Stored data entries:
• • • • •

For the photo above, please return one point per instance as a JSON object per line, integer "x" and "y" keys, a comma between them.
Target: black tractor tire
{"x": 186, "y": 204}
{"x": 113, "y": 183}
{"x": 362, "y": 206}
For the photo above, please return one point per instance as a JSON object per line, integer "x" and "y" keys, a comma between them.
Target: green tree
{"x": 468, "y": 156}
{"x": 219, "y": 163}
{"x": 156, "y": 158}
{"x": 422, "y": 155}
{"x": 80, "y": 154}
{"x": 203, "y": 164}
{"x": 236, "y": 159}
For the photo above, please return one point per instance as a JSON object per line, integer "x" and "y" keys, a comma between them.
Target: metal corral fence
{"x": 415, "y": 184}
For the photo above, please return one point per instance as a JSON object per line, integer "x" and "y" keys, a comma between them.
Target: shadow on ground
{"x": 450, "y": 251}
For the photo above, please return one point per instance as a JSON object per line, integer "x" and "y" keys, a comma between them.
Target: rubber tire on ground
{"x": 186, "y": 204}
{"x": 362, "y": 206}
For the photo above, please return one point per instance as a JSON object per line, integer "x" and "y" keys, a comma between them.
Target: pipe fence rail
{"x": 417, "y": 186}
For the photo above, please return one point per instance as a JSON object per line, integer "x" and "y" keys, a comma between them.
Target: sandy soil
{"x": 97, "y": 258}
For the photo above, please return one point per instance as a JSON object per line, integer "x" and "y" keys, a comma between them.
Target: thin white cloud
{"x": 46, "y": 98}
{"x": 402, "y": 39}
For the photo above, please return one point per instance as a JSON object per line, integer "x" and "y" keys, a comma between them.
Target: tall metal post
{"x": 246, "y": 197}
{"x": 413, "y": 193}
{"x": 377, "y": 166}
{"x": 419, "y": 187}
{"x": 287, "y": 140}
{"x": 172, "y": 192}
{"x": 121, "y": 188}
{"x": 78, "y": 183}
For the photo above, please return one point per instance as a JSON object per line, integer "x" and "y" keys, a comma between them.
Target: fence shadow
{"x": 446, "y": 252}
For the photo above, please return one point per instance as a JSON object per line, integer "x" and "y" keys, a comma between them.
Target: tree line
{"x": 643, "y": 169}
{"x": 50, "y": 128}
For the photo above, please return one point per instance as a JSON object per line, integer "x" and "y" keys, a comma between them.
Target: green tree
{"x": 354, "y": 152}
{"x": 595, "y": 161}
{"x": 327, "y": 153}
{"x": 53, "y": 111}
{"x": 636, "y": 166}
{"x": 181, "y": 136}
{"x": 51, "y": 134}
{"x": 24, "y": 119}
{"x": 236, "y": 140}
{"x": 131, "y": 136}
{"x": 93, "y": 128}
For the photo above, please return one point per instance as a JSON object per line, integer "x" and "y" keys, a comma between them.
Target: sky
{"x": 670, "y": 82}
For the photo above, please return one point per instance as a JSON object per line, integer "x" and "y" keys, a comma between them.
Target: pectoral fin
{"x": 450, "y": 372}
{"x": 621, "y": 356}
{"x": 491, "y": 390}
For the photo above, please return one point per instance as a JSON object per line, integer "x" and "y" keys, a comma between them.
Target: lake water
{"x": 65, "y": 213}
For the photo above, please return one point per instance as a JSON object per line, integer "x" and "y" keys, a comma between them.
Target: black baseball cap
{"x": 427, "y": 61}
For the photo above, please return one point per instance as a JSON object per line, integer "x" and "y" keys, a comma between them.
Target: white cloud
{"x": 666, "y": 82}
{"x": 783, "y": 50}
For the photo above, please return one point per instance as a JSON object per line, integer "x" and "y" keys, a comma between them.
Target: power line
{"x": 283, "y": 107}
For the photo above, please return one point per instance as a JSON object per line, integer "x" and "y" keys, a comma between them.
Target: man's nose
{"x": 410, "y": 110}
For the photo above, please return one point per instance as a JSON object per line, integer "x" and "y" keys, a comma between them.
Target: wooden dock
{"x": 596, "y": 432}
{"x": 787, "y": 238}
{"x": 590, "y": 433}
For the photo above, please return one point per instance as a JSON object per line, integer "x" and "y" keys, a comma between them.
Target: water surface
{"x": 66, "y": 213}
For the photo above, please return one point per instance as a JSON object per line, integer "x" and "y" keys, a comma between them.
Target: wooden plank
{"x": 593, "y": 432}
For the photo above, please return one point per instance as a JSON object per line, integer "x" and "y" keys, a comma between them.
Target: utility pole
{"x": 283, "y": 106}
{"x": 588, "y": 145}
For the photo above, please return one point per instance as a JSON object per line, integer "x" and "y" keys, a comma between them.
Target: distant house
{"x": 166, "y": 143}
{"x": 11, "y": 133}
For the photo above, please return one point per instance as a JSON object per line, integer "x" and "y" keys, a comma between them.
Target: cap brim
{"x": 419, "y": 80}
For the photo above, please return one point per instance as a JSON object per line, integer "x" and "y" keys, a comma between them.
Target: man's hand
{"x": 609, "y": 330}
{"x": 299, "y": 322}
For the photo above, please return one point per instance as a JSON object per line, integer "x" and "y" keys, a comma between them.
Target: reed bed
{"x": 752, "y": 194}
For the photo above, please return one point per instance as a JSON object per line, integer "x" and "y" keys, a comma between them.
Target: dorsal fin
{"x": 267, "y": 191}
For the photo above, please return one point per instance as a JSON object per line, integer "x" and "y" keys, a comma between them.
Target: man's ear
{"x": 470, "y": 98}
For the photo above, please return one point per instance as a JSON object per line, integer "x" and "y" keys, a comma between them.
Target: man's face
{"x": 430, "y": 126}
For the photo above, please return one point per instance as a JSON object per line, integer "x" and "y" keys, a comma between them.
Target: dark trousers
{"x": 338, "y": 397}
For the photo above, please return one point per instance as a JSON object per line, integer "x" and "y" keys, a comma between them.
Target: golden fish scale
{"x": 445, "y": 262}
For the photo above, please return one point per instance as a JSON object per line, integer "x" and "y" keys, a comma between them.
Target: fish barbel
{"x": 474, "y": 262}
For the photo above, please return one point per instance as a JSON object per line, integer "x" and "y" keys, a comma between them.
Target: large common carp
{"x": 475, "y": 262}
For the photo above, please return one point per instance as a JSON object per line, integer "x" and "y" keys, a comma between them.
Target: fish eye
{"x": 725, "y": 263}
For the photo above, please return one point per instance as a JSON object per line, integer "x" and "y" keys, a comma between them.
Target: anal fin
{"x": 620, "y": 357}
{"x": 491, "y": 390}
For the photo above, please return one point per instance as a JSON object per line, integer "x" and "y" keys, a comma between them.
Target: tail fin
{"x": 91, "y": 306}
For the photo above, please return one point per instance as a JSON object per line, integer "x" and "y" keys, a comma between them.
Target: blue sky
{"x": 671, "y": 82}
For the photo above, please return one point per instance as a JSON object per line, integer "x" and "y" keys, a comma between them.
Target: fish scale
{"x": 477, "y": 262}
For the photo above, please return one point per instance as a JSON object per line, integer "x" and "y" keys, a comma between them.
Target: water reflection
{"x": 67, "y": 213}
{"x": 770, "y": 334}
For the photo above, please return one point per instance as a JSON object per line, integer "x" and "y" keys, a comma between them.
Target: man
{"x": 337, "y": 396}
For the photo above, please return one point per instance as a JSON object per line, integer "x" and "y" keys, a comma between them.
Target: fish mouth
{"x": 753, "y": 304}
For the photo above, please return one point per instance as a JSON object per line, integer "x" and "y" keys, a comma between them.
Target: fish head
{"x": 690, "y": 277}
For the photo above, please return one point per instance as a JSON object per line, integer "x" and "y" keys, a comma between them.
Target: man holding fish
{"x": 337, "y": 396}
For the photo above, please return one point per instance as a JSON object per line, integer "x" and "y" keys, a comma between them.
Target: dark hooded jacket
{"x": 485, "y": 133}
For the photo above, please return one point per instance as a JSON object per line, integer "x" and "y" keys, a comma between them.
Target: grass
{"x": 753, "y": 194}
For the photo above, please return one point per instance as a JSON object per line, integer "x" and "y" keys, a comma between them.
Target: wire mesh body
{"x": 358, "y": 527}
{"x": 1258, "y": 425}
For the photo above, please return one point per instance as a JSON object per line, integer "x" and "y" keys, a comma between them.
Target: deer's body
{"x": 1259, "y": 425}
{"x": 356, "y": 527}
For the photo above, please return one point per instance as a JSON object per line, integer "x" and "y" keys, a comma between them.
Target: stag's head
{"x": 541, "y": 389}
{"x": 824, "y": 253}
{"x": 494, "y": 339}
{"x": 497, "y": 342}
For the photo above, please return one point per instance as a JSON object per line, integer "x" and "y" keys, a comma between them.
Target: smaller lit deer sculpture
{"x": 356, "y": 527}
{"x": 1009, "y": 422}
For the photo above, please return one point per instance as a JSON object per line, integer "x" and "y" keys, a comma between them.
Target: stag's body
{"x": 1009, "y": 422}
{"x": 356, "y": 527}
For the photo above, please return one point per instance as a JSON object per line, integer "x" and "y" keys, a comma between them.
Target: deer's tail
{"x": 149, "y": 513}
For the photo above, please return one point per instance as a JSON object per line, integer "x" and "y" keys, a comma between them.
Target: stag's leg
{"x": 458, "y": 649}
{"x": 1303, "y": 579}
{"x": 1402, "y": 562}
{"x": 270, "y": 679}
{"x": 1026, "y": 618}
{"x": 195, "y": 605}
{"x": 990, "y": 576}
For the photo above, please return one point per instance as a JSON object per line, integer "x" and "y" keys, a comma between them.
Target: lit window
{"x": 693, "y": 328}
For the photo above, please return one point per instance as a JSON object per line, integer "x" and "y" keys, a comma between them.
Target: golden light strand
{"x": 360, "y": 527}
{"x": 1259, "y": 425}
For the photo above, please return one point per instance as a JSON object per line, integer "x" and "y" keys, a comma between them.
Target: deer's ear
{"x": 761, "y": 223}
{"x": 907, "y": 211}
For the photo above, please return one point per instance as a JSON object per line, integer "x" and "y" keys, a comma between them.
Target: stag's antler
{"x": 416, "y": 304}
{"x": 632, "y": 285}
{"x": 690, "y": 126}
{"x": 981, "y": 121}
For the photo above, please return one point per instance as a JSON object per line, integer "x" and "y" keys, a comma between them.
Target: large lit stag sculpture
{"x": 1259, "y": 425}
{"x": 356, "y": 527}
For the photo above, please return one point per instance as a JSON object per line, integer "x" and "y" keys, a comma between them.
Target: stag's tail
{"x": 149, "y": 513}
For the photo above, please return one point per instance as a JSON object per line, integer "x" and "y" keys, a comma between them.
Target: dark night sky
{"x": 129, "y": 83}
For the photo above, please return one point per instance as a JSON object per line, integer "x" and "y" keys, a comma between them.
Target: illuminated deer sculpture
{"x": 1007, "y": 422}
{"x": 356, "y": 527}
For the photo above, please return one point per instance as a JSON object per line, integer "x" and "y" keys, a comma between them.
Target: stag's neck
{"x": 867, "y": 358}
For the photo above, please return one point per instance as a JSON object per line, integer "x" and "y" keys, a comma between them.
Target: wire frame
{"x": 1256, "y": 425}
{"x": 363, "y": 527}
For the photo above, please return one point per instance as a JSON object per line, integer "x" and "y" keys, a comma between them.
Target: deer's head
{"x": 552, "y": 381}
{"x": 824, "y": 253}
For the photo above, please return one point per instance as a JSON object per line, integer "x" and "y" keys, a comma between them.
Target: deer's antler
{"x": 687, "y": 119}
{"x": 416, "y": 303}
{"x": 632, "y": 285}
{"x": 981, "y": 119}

• • • • •

• What is needed:
Please report how many lines in the records contain the string "deer", treating uppercase and lowercase as different. Give only the number.

• Written solution:
7